What you have to do => Give each entry back by retyping it exactly as written.

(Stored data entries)
■ ■ ■ ■
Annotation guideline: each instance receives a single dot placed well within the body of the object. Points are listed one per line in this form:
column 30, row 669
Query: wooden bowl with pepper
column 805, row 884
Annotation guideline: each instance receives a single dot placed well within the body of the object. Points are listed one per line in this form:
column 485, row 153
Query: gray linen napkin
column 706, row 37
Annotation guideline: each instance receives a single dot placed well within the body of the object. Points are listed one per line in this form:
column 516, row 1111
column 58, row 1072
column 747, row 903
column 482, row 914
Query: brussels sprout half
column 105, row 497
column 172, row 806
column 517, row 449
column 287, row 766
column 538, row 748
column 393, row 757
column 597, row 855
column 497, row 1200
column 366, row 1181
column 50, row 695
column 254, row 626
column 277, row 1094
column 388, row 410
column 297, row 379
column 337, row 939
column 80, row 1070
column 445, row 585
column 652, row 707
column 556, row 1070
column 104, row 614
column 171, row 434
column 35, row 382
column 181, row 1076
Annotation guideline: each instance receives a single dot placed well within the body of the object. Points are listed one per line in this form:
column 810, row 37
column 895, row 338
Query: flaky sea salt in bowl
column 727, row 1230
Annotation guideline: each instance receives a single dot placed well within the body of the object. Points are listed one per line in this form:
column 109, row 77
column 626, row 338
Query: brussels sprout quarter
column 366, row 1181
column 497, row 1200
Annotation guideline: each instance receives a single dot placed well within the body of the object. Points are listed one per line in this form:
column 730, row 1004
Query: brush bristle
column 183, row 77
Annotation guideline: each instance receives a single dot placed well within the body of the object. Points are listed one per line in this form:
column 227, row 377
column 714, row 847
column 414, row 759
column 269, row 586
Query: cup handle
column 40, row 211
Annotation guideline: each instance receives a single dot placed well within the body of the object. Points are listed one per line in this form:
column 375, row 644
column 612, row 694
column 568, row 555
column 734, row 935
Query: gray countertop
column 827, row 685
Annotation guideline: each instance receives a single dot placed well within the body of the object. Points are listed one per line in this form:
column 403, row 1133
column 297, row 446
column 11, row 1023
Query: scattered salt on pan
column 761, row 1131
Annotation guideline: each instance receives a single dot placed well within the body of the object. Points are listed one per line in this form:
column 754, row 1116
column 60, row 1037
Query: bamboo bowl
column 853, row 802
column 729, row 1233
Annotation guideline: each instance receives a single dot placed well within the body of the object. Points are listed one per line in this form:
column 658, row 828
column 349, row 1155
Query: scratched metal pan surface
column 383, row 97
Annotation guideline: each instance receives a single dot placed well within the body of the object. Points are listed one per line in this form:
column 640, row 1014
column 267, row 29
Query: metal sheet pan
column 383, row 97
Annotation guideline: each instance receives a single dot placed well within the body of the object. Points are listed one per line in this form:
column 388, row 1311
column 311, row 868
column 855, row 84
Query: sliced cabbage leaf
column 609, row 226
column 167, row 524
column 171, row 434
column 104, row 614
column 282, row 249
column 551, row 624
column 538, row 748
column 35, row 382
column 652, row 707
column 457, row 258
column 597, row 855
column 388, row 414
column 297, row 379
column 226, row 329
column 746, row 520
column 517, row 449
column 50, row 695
■ ■ ■ ■
The answer =>
Annotation guideline: each instance receives a single dot placed well within the body of the object. Points are listed one per line in this form:
column 30, row 669
Query: wooden bowl with pepper
column 805, row 884
Annotation guideline: each instance receives a single dot placed well within the body of the object. Points are listed one per line in this form:
column 485, row 153
Query: gray linen napkin
column 706, row 37
Annotation guideline: each instance receives a single dot placed well within the body of the object. Points are listed one per line in this form:
column 516, row 1111
column 58, row 1072
column 747, row 903
column 482, row 914
Query: brussels sprout half
column 105, row 497
column 172, row 806
column 517, row 449
column 287, row 766
column 538, row 748
column 393, row 757
column 597, row 855
column 497, row 1200
column 366, row 1181
column 50, row 695
column 254, row 626
column 277, row 1094
column 388, row 410
column 297, row 379
column 337, row 939
column 80, row 1070
column 445, row 585
column 652, row 707
column 556, row 1070
column 104, row 614
column 171, row 434
column 35, row 382
column 181, row 1076
Annotation guideline: each instance receives a single dot placed well within the body of the object. Points are listed one per line in this form:
column 810, row 37
column 895, row 338
Query: flaky sea salt in bowl
column 727, row 1230
Annotation guideline: each instance receives a single dot placed well within the body of the object. Points are listed one per line in this form:
column 109, row 77
column 626, row 338
Query: brussels sprout quarter
column 366, row 1181
column 497, row 1200
Annotation guideline: each instance receives a single dot placed well within the body of the object. Points are listed one per line in this form:
column 730, row 1004
Query: brush bristle
column 183, row 77
Annotation guideline: each instance receives a single dot placed well within the body of the object. Points are listed one per line in this form:
column 227, row 377
column 714, row 847
column 414, row 759
column 269, row 586
Query: cup handle
column 40, row 211
Annotation guideline: each instance receives a single dot placed well within the body of the object. Points are listed one per line in this form:
column 375, row 644
column 612, row 694
column 568, row 555
column 734, row 935
Query: gray countertop
column 827, row 685
Annotation guideline: each instance receives a single dot placed well within the body of the object. Points are listed one per line in this form:
column 403, row 1133
column 297, row 446
column 11, row 1023
Query: scattered salt on pan
column 761, row 1131
Annotation guideline: each instance receives a single dot placed well within the body of the object. Points are listed one per line in this form:
column 754, row 1116
column 60, row 1037
Query: bamboo bowl
column 853, row 802
column 729, row 1233
Annotation guideline: each instance receives a single dot placed well within the body of the object. Points are listed one per line in this form:
column 658, row 828
column 349, row 1155
Query: scratched metal pan surface
column 383, row 97
Annotation guideline: each instance receives a single dot placed well within the body of the object. Points are listed one per line in this form:
column 640, row 1014
column 267, row 29
Query: metal sheet pan
column 383, row 97
Annotation guideline: each instance receives a single dot placed well within the body of the object. Points are listed one per line in this form:
column 388, row 1311
column 311, row 868
column 855, row 84
Query: sliced cabbage leaf
column 609, row 226
column 167, row 524
column 171, row 434
column 104, row 614
column 282, row 249
column 551, row 624
column 538, row 748
column 35, row 382
column 652, row 707
column 457, row 258
column 597, row 855
column 388, row 414
column 297, row 379
column 226, row 329
column 746, row 520
column 517, row 449
column 50, row 695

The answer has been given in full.